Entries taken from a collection
_ _ _

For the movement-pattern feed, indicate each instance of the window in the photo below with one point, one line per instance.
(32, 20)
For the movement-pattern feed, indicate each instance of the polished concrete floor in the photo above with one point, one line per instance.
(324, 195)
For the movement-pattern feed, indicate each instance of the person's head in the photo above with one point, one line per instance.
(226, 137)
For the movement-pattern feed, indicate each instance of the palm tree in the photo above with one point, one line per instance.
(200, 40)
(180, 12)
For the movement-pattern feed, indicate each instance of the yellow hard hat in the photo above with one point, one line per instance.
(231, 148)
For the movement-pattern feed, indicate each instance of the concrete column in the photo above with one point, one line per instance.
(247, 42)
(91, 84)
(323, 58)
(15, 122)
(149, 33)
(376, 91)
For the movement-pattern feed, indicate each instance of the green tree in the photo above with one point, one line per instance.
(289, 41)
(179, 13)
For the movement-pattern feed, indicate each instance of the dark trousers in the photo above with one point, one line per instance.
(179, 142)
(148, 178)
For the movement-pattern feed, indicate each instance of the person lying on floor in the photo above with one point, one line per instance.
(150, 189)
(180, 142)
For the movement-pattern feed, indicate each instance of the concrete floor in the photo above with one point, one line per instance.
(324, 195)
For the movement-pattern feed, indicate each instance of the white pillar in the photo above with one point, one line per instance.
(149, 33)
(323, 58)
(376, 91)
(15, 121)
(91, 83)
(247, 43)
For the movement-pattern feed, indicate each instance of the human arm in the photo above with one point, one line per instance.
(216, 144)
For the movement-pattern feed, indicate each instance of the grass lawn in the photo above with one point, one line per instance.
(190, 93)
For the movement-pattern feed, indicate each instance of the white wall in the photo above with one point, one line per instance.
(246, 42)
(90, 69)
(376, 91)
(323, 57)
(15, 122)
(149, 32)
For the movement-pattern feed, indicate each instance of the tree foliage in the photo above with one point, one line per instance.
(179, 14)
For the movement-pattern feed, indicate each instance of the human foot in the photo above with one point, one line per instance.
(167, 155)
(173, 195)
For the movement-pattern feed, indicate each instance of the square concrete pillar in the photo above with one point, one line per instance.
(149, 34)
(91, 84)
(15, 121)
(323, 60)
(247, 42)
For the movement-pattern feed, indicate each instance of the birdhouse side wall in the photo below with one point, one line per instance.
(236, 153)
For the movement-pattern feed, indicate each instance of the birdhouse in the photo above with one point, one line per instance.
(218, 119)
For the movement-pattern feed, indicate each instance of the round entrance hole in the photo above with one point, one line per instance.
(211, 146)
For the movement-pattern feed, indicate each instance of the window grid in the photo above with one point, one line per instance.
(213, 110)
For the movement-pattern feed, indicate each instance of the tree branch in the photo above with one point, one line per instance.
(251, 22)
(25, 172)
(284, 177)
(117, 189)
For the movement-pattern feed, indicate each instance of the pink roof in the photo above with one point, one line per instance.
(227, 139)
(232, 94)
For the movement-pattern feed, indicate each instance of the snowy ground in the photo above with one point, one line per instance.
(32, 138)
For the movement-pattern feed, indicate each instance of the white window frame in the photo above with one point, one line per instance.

_ _ _

▶ _Challenge_
Reproduce the entries above exactly.

▶ _Result for this exercise_
For the movement-pattern feed, indicate each instance of the window in the photo below with one point, one line per instance.
(32, 20)
For the movement-pattern feed, indicate each instance of the polished concrete floor in the photo above with one point, one line per instance.
(324, 195)
For the movement-pattern feed, indicate each instance of the person's head in the photo above with one point, one line per instance.
(226, 137)
For the movement-pattern feed, indicate each instance of the palm tree in the photo above with one point, one line per instance.
(200, 40)
(180, 12)
For the movement-pattern feed, indicate each instance of the yellow hard hat in the photo above with one point, one line per instance.
(231, 148)
For the movement-pattern feed, indicate each instance of the concrete column in the photo above with one point, one line per instance.
(247, 42)
(91, 84)
(323, 58)
(15, 122)
(149, 33)
(376, 91)
For the movement-pattern feed, indicate each instance of the green tree in the photo above with one point, one line per instance.
(289, 41)
(179, 13)
For the movement-pattern feed, indicate each instance of the dark trousers in the photo above with one point, one line per instance.
(179, 142)
(148, 178)
For the movement-pattern feed, indicate each instance of the person lying on floor in the photo above with one point, one line per instance.
(150, 189)
(180, 142)
For the movement-pattern feed, indicate each instance of the concrete floor in the photo above with one point, one line per instance.
(324, 195)
For the movement-pattern feed, indicate each instance of the white pillar in the photo above with one point, one line per instance.
(149, 33)
(323, 58)
(376, 91)
(15, 121)
(91, 83)
(247, 43)
For the movement-pattern feed, indicate each instance of the human arm in the photo above with one point, one line per instance.
(216, 144)
For the movement-pattern feed, indicate each instance of the grass lawn in the photo above with one point, one line per instance.
(190, 93)
For the movement-pattern feed, indicate each instance of the white wall in the photo above with one point, one line per instance.
(246, 42)
(90, 69)
(376, 91)
(323, 57)
(15, 122)
(149, 32)
For the movement-pattern feed, indicate each instance of the tree foliage in the photo above with one point, one line per instance.
(179, 14)
For the movement-pattern feed, indicate each instance of the human foot in the photo above with one point, one line per instance.
(167, 155)
(173, 195)
For the movement-pattern feed, indicate each instance of the square concrete pillar in the photo above with one point, one line per instance.
(149, 34)
(91, 84)
(15, 121)
(323, 60)
(247, 42)
For the movement-pattern feed, indicate each instance of the birdhouse side wall in the photo below with one point, one line per instance.
(236, 153)
For the movement-pattern feed, indicate each instance of the birdhouse in the photo above with one point, one line per instance.
(218, 119)
For the movement-pattern feed, indicate each instance of the round entrance hole in the photo above with one point, one line per instance.
(211, 146)
For the movement-pattern feed, indicate each instance of the window grid in the photo above with one point, one line per instance.
(213, 110)
For the movement-pattern feed, indicate each instance of the tree branch in the photo above with one point, one line per instance.
(251, 22)
(25, 172)
(284, 177)
(117, 189)
For the movement-pattern feed, indicate each instance of the pink roof in the photo above with one point, one line per instance.
(227, 139)
(232, 94)
For the movement-pattern feed, indicate each instance of the snowy ground in the photo above with one point, one line per instance.
(32, 138)
For the movement-pattern feed, indicate each instance of the white window frame in the photo above with one point, one line per instance.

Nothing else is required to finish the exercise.